* [Texte étudié]
((

ROBUSTE de Constance Meyer
(Semaine de la Critique)
La rencontre XXL entre deux corps robustes (pour ne pas dire « gros », parce que c’est un gros mot) : notre Gégé national (plus vrai que nature dans un rôle très – même trop – méta d’acteur bougon et ingérable) face à la nouvelle génération incarnée par Deborah Lukumuena, très convaincante en « nounou » bodyguard chargée de veiller sur lui. Alors bien sûr, Gégé a d’abord envie qu’on lui foute la paix et il finira progressivement par s’attacher à cette lutteuse noire au caractère bien trempé qui finira par lui redonner goût à la vie et à son métier. Pas de surprise ici, le film avance sagement sur des rails balisés et programmatiques, mais ça reste assez plaisant grâce à la belle alchimie que dégage ce duo aussi improbable qu’attachant. On espère quand même des découvertes plus consistantes et audacieuses à la Semaine.
GHOST SONG de Nicolas Peduzzi
(Sélection ACID)
Cette fois, c’est Houston qui a un problème : les habitants de cette ville sont contraints de survivre face à la menace d’un ouragan cataclysmique qui pourrait bien tout dévaster. C’est le point de départ de cet envoûtant documentaire qui saisit le pouls d’une ville et parvient à capter son atmosphère étrange. Ghost Song ne se concentre que sur quelques personnages issus de différents milieux (la rappeuse OMB Bloodbath, ainsi que deux amis issus de quartiers riches) pour mieux les rassembler au montage, comme s’ils partageaient tous le même mood, entre la même fascination pour la musique et le même sentiment d’être hanté par des fantômes. Une magnifique captation poétique et singulière d’une ville américaine à la dérive.

))

* [Données fournies]

((

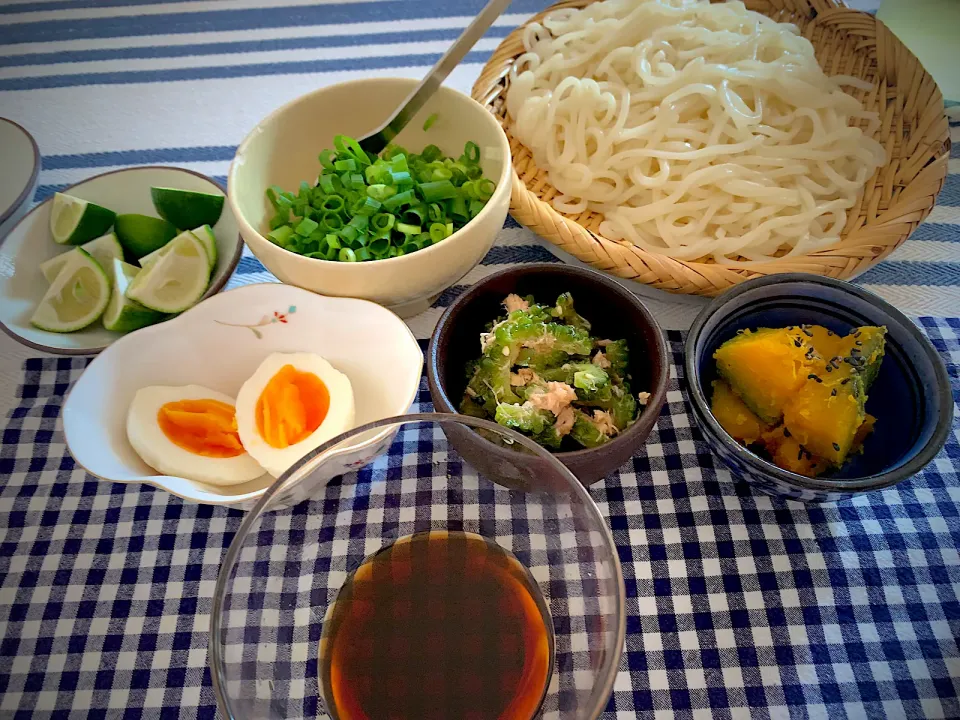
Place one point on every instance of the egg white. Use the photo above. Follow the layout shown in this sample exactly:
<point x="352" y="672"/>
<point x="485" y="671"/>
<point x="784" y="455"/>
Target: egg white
<point x="165" y="456"/>
<point x="340" y="415"/>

))

* [Consignes]
1 - Résumez le texte étudié en deux phrases.
2 - Modifiez le passage du texte étudié qui va de « La rencontre XXL » jusqu'à « (Sélection ACID) » en remplaçant « bodyguard » par « garde du corps ».
3 - D'après le texte étudié, quelle menace pèse sur les habitants de Houston ?
Les entrées ne servent pas pour cet exercice.

* [Réponses attendues]
1 - Le texte présente d'abord Robuste de Constance Meyer, où Gégé, acteur bougon, s'attache peu à peu à la « nounou » bodyguard incarnée par Deborah Lukumuena ; le film avance sur des rails balisés mais reste plaisant grâce à l'alchimie du duo. Il décrit ensuite Ghost Song de Nicolas Peduzzi, documentaire envoûtant sur des habitants de Houston menacés par un ouragan, salué comme une captation poétique et singulière d'une ville américaine à la dérive.

2 -
La rencontre XXL entre deux corps robustes (pour ne pas dire « gros », parce que c’est un gros mot) : notre Gégé national (plus vrai que nature dans un rôle très – même trop – méta d’acteur bougon et ingérable) face à la nouvelle génération incarnée par Deborah Lukumuena, très convaincante en « nounou » garde du corps chargée de veiller sur lui. Alors bien sûr, Gégé a d’abord envie qu’on lui foute la paix et il finira progressivement par s’attacher à cette lutteuse noire au caractère bien trempé qui finira par lui redonner goût à la vie et à son métier. Pas de surprise ici, le film avance sagement sur des rails balisés et programmatiques, mais ça reste assez plaisant grâce à la belle alchimie que dégage ce duo aussi improbable qu’attachant. On espère quand même des découvertes plus consistantes et audacieuses à la Semaine.
GHOST SONG de Nicolas Peduzzi
(Sélection ACID)

3 - Celle d'un ouragan cataclysmique qui pourrait bien tout dévaster.